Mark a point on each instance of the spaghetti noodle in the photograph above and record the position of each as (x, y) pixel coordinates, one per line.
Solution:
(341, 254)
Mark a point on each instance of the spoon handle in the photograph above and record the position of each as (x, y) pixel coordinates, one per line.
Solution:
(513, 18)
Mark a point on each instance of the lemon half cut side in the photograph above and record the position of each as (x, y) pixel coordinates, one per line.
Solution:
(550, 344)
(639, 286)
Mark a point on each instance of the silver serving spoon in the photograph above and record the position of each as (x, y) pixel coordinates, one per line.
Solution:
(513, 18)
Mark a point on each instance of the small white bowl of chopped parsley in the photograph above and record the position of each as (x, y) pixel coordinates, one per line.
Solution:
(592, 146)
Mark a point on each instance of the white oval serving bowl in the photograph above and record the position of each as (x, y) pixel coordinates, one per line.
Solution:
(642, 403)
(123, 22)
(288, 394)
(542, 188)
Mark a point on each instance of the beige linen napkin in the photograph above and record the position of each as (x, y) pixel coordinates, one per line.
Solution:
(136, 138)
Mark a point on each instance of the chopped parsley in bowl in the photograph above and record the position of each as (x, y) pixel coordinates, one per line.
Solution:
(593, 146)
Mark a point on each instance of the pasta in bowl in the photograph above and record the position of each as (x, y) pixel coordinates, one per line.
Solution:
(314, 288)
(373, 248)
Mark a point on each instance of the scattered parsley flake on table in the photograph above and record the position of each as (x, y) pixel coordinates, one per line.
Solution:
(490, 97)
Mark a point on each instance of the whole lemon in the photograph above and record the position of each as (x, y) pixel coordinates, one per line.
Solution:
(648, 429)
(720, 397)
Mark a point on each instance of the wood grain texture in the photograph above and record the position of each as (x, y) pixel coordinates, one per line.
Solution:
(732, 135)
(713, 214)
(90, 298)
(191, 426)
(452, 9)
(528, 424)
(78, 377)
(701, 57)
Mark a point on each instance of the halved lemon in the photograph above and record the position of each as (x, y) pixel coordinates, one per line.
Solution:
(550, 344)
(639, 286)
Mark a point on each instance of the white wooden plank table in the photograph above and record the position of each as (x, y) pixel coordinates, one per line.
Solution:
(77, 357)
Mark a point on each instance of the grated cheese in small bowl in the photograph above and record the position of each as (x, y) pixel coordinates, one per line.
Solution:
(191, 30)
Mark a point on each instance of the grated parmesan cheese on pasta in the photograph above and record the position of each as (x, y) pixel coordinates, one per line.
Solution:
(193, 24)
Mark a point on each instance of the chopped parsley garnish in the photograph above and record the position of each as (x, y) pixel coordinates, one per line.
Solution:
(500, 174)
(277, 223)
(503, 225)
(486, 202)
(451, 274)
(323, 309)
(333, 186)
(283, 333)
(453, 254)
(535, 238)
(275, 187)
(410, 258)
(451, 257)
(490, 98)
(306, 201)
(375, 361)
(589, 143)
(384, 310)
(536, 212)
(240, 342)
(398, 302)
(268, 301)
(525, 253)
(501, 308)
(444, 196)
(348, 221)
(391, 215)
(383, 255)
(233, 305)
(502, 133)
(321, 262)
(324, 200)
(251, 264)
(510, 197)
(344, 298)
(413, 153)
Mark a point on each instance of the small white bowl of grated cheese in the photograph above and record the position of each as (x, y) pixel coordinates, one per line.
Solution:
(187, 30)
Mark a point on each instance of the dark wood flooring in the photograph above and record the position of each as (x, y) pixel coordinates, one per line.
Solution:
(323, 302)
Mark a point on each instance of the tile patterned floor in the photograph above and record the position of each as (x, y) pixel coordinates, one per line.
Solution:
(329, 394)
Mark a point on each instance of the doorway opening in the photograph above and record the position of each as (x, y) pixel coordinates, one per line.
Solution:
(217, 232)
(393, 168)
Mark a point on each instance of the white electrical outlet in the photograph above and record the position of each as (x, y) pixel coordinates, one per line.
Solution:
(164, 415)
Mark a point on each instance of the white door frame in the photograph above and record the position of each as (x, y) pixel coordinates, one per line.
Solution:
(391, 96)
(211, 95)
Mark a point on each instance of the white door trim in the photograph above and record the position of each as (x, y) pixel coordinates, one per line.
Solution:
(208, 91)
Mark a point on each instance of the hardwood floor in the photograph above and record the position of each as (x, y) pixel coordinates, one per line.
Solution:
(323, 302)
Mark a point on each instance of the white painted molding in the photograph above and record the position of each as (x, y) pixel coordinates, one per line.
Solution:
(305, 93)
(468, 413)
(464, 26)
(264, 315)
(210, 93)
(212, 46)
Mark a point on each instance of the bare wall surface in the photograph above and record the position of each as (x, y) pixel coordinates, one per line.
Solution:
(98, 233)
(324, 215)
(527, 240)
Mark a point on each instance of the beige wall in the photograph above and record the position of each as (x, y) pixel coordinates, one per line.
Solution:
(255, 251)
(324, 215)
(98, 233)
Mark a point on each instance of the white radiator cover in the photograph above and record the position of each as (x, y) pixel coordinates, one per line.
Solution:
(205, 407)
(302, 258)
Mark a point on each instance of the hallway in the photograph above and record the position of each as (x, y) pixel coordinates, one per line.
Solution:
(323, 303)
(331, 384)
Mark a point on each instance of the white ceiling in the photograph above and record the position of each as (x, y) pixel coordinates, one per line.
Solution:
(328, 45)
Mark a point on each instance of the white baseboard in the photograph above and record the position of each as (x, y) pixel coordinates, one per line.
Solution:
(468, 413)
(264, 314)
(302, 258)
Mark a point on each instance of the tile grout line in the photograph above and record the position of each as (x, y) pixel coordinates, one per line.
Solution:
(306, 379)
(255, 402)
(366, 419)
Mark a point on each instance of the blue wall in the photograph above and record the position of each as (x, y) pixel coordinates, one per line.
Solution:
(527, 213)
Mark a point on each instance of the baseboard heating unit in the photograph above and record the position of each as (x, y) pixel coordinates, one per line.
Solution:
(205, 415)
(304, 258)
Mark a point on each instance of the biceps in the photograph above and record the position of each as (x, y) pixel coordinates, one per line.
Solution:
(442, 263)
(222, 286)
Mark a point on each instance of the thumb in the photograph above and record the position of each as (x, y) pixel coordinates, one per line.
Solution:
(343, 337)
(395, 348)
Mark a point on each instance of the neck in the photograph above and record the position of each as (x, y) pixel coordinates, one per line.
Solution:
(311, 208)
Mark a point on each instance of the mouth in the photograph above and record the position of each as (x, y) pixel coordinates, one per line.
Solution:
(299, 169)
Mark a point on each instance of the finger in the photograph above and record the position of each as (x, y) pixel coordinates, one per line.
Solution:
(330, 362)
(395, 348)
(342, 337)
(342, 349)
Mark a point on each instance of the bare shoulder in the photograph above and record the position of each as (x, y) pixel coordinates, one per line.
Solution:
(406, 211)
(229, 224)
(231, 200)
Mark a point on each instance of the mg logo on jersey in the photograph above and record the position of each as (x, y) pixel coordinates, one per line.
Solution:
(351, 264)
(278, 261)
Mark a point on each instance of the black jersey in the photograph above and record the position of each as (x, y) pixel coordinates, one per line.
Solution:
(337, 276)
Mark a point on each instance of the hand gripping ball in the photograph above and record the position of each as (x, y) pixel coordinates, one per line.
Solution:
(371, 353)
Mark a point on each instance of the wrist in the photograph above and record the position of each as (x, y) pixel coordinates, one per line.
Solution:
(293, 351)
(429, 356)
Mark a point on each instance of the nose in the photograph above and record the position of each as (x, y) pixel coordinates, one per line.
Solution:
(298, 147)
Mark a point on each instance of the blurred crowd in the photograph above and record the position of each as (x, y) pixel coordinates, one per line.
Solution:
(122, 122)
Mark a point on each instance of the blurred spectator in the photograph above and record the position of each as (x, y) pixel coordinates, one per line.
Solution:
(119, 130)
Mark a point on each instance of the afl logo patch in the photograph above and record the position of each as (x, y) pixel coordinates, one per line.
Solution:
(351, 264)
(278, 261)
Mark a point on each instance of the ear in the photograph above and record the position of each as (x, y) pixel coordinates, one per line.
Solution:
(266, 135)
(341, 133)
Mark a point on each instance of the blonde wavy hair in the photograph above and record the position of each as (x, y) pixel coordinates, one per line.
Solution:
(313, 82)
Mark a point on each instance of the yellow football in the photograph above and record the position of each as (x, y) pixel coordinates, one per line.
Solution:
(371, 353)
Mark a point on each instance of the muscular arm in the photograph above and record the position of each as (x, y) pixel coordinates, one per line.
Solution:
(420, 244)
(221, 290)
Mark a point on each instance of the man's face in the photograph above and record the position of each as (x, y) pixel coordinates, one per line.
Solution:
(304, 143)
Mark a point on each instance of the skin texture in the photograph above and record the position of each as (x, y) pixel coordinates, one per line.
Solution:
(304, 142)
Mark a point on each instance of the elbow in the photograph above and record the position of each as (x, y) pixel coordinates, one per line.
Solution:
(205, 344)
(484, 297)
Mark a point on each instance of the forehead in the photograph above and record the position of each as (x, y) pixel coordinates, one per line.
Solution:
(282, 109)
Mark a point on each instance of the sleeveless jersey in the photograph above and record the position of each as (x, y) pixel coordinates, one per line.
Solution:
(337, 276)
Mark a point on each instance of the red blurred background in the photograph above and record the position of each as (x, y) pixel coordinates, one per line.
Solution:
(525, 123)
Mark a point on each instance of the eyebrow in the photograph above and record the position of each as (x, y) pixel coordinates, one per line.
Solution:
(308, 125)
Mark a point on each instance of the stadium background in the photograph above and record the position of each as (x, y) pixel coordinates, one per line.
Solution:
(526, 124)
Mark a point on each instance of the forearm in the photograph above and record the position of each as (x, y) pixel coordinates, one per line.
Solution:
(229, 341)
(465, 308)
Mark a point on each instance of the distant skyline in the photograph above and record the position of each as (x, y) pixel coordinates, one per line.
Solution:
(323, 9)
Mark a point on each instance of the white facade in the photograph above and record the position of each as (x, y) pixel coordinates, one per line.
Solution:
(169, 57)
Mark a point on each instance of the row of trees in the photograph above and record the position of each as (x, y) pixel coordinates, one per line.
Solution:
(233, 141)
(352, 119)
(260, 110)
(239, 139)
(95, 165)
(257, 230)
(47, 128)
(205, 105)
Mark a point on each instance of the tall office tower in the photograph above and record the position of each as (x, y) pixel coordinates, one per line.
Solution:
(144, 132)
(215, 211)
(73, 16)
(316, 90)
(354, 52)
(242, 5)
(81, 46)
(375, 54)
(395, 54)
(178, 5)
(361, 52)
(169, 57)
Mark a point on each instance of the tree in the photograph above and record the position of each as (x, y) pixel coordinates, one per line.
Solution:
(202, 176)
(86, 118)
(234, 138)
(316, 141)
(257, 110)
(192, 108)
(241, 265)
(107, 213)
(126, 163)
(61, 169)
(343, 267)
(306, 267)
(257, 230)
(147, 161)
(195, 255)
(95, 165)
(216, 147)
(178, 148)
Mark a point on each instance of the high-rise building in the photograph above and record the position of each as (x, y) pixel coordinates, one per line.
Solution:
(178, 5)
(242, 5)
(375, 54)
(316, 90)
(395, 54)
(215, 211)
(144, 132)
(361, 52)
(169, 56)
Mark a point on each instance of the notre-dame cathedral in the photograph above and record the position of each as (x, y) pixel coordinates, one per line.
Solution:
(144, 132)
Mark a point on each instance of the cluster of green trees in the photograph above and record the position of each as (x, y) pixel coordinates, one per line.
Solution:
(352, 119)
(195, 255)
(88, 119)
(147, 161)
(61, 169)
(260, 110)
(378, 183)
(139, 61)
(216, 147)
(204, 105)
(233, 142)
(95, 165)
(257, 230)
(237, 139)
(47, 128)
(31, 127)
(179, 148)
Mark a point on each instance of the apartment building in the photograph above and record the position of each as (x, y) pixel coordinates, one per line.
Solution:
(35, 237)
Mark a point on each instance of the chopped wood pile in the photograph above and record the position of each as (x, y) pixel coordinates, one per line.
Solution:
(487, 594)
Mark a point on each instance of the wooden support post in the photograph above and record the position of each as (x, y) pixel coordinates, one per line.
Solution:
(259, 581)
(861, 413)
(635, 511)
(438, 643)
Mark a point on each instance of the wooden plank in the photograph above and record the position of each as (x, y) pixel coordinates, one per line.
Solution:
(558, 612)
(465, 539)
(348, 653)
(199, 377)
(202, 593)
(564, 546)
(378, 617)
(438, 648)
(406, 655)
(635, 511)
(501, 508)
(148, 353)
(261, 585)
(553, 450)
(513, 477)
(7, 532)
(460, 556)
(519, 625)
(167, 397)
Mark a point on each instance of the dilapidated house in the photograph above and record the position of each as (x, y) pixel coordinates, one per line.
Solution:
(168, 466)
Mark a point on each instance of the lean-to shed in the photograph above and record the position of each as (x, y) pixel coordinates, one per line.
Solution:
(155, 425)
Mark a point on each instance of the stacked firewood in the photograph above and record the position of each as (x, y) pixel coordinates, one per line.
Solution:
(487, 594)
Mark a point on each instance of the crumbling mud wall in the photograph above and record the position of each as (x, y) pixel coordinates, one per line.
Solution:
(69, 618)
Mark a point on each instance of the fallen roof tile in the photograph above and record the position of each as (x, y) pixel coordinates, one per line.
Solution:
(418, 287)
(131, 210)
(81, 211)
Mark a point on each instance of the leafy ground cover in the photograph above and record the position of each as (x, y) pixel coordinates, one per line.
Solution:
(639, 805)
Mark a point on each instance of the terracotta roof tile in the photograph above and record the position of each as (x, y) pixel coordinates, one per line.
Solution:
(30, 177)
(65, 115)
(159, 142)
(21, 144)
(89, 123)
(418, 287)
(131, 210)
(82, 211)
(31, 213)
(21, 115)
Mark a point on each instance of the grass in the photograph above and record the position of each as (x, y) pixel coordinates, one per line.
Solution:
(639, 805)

++++++++++

## ASSIGNED TASK
Scan the data for lines containing "trees" and copy all of them.

## RESPONSE TO THIS TASK
Mark a point on each instance of the row of trees in the photograph above and record the position of each as (x, y) pixel coordinates, one per line.
Mark a point on each instance of the cluster of green trees in the photograph above and record the position of each as (x, y) pixel coordinates, one per line.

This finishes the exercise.